→ DIRECTIONS
Swap "wooden post" for "fence post" everywhere in the listing below and repeat the rest unchanged, leaving out the pictures.

(Coordinate labeling data)
— BEGIN —

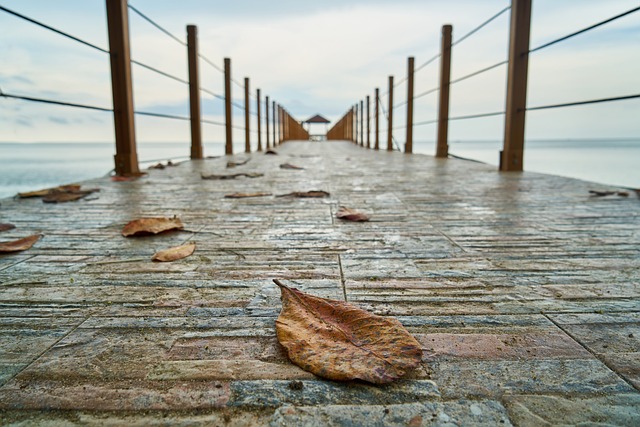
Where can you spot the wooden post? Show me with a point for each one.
(228, 149)
(511, 158)
(194, 92)
(266, 117)
(361, 123)
(126, 157)
(408, 144)
(390, 118)
(247, 110)
(442, 145)
(368, 123)
(259, 120)
(377, 109)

— END —

→ THE ANSWER
Where can you spot the fence post? Show me with a point for each one.
(228, 149)
(511, 158)
(194, 92)
(266, 117)
(361, 123)
(126, 157)
(408, 144)
(390, 118)
(247, 110)
(442, 145)
(368, 123)
(259, 120)
(377, 109)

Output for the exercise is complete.